Supplied entries: Begin
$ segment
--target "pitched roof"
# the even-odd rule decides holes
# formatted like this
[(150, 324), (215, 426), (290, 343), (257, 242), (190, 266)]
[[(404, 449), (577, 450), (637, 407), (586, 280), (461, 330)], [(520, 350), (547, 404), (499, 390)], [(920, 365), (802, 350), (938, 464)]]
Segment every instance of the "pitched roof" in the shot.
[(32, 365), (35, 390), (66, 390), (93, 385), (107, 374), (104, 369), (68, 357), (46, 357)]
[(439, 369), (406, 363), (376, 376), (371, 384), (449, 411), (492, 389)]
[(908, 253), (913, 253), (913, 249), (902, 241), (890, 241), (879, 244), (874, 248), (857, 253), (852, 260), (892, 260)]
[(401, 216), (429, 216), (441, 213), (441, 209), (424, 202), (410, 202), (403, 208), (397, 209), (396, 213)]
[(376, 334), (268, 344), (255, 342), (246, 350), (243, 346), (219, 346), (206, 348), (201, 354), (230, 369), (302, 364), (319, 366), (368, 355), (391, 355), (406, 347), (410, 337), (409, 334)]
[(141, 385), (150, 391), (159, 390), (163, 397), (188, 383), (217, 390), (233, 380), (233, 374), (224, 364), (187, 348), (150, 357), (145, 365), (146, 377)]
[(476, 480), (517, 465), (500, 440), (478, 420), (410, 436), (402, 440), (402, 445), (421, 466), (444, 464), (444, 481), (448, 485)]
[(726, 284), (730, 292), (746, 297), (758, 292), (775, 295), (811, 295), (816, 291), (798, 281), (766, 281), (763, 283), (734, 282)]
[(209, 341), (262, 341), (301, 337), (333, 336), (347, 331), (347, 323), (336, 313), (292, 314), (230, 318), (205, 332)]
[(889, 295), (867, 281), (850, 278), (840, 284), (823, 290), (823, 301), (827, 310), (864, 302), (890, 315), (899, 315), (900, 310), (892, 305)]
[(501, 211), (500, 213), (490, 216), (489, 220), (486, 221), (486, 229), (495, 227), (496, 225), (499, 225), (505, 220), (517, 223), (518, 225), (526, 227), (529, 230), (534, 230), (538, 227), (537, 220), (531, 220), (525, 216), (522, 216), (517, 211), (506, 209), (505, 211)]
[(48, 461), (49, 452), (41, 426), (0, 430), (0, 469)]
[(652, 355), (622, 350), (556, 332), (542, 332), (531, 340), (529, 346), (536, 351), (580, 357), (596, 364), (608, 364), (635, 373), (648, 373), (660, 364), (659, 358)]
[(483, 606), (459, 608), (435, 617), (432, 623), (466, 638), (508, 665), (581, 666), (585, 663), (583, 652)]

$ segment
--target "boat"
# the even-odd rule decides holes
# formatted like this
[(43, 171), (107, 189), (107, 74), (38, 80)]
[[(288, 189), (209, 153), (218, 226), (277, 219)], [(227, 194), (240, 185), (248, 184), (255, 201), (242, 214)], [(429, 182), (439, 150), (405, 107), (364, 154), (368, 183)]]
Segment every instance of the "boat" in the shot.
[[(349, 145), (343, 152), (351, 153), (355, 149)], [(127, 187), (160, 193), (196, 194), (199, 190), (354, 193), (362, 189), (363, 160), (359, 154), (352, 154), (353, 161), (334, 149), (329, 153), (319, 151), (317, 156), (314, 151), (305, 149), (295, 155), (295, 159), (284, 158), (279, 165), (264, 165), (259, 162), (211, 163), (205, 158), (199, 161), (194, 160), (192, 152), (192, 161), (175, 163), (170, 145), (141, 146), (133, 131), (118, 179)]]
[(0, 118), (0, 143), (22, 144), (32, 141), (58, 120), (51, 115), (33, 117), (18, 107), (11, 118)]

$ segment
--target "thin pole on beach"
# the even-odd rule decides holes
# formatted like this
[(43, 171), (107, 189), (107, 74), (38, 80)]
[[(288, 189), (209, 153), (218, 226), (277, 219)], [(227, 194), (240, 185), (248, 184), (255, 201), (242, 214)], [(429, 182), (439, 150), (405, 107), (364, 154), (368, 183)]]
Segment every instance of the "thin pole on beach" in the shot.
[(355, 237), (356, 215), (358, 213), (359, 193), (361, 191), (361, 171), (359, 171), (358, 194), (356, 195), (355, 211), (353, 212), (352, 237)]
Supplied entries: End
Where in the records above does the word "target" appear? Copy each line that holds it.

__Your solution__:
--target "pitched roof"
--target "boat"
--target "thin pole on beach"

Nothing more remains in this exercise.